**Liste des consignes:**
1: Recopiez à l'identique, dans le texte sur l'Orfeo de Monteverdi, tout ce qui va de « La recherche de » jusqu'à « antique de l’humanisme. ».
2: D'après le texte sur l'Orfeo de Monteverdi, les affirmations suivantes sont-elles exactes ? Répondez par oui ou non à chacune et citez à l'identique les mots du texte qui tranchent.
(a) L'œuvre fut créée le 24 février 1607.
(b) Monteverdi fut le premier à traiter ce sujet mythologique.
(c) Le livret fut écrit par Francesco Gonzaga.

**Texte fourni:**
#####

L’Orfeo de Monteverdi (1563-1647) est le chef-d’œuvre fondateur du répertoire lyrique occidental. Dès sa naissance le genre fut marqué par son inscription dans le monde artistique et politique : le prince Francesco Gonzaga à la tête de l’Académie mantouane des Invaghiti (les inspirés) choisit les chanteurs, organisa les représentations, fit imprimer le livret ; le compositeur Claudio Monteverdi et le librettiste Alessandro Striggio soucieux d’offrir au prince une œuvre répondant à ses ambitions culturelles et politiques, créèrent le 24 février 1607 une fable en musique, où se mêlaient le théâtre, la poésie et la musique : « le spectacle fut inhabituel puisque les acteurs dirent leur partie en musique » notera l’un des observateurs.
La recherche de l’émotion.
L’expression naturelle, dégagée par le texte et la musique sont au service de l’émotion. Même si ce sujet mythologique avait déjà été exploité par ses prédécesseurs (Ottavio Rinuccini, Jacopo Peri), Monteverdi donne à ce récit une dimension tout à fait particulière en réalisant une œuvre bouleversante, à la croisée des chemins entre les diverses tendances musicales de son temps : ainsi conjugue-t-il une écriture moderne résolument tournée vers le baroque à l’idéal antique de l’humanisme.

#####

**Lignes fournies:**
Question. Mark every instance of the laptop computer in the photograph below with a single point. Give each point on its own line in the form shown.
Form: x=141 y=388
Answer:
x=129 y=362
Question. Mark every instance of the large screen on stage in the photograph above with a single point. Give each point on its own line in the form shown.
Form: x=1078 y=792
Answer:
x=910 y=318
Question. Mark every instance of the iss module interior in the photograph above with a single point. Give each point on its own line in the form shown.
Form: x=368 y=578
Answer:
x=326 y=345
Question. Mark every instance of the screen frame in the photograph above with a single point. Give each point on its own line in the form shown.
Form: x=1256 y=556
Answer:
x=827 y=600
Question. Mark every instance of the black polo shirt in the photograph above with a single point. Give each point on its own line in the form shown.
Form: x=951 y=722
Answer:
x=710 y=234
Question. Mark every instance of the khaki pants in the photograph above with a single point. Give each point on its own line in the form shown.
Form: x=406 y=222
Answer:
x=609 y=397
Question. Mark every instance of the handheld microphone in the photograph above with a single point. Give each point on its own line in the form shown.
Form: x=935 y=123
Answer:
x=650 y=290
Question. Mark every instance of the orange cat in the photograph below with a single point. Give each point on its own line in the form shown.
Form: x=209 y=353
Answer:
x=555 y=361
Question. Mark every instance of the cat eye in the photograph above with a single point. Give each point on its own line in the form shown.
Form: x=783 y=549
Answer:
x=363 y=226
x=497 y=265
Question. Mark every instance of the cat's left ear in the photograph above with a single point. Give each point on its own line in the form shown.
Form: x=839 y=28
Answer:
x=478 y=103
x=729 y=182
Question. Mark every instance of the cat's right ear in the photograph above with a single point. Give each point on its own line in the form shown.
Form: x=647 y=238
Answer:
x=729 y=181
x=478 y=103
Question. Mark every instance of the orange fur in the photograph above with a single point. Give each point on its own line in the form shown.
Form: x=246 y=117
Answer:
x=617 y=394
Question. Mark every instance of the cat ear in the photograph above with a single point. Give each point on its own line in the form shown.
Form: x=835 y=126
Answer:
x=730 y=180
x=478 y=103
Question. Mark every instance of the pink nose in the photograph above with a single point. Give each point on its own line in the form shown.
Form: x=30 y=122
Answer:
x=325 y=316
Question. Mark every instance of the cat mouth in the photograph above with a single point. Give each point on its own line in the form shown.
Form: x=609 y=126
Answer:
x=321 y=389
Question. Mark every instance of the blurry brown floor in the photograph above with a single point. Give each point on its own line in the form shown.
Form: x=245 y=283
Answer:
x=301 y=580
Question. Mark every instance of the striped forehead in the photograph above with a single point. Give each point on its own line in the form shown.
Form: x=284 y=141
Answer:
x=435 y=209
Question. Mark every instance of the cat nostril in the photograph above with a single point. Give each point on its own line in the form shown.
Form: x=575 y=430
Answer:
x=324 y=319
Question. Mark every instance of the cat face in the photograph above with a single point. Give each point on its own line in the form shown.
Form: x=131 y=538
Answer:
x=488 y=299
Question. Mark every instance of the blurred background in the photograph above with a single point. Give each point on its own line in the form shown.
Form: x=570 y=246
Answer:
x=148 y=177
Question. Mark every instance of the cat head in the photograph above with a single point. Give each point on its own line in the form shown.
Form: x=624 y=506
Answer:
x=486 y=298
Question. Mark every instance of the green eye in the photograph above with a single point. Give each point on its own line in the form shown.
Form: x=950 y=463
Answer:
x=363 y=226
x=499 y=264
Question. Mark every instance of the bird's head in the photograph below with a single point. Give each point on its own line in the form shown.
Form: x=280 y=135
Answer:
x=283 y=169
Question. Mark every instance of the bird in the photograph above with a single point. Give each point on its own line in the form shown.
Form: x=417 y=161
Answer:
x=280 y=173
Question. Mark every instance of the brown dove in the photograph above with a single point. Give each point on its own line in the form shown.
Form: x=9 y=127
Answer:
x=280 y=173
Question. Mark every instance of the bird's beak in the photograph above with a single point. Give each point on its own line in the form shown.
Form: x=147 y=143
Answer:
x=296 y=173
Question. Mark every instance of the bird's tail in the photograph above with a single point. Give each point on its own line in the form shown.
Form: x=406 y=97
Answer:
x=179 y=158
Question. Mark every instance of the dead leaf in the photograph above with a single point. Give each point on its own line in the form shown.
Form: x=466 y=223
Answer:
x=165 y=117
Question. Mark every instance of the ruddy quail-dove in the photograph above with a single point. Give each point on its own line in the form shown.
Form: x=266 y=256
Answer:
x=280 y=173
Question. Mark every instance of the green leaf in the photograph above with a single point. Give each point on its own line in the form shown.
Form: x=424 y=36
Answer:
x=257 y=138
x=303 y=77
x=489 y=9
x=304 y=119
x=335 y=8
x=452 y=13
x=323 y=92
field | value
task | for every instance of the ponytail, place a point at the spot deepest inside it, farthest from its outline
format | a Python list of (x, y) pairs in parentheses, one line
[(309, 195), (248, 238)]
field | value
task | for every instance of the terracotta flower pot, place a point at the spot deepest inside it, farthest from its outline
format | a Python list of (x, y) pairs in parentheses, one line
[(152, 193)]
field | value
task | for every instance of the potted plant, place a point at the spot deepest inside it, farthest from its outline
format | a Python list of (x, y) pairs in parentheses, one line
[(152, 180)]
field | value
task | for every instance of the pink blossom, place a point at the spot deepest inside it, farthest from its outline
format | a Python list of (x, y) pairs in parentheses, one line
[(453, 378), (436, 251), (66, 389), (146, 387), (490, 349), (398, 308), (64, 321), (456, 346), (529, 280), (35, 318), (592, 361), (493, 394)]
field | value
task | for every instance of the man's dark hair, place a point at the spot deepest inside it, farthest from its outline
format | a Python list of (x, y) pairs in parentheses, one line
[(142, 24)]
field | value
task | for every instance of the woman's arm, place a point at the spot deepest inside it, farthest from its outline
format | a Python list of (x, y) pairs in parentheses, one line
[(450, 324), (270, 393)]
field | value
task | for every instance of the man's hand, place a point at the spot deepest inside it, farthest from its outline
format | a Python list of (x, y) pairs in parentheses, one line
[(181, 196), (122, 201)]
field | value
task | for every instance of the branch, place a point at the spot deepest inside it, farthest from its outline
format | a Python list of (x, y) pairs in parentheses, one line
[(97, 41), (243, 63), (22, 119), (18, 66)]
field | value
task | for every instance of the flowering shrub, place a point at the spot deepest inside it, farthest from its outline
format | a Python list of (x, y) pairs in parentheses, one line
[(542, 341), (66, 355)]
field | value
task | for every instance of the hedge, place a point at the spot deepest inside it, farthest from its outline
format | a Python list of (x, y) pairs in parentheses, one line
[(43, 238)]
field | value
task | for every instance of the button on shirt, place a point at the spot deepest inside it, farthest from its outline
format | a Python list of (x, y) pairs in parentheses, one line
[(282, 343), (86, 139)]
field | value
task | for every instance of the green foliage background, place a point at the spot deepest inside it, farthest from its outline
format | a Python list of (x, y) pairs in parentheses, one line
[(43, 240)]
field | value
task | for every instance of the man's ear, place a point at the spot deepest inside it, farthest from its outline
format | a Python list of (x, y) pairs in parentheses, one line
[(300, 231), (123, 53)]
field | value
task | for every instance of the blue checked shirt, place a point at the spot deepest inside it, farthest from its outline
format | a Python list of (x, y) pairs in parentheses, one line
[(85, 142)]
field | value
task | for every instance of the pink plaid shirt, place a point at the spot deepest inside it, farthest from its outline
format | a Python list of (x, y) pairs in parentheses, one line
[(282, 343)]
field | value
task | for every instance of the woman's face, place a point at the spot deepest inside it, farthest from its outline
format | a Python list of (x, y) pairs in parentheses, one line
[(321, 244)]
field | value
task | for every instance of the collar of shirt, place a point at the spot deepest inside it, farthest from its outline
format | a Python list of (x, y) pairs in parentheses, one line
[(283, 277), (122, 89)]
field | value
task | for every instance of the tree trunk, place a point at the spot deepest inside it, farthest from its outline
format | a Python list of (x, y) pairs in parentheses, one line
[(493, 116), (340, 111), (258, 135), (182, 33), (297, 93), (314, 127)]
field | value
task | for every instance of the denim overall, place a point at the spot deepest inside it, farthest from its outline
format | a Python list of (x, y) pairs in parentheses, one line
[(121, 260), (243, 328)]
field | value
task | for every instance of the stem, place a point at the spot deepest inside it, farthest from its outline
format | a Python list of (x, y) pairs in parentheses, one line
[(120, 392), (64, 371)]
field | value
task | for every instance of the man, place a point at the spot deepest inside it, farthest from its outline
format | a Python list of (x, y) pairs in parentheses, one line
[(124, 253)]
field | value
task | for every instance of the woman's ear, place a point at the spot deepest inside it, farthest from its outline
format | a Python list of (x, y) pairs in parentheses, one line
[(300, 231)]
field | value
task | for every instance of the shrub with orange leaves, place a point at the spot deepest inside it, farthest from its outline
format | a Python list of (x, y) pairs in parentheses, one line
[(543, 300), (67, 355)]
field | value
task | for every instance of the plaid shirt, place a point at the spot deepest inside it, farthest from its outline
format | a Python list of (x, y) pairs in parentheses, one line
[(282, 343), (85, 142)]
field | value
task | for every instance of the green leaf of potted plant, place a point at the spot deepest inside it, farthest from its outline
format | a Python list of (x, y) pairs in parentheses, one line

#####

**Réponses finales:**
1:
La recherche de l’émotion.
L’expression naturelle, dégagée par le texte et la musique sont au service de l’émotion. Même si ce sujet mythologique avait déjà été exploité par ses prédécesseurs (Ottavio Rinuccini, Jacopo Peri), Monteverdi donne à ce récit une dimension tout à fait particulière en réalisant une œuvre bouleversante, à la croisée des chemins entre les diverses tendances musicales de son temps : ainsi conjugue-t-il une écriture moderne résolument tournée vers le baroque à l’idéal antique de l’humanisme.

2:
(a) Oui : « créèrent le 24 février 1607 une fable en musique ».
(b) Non : « ce sujet mythologique avait déjà été exploité par ses prédécesseurs (Ottavio Rinuccini, Jacopo Peri) ».
(c) Non : « le librettiste Alessandro Striggio ».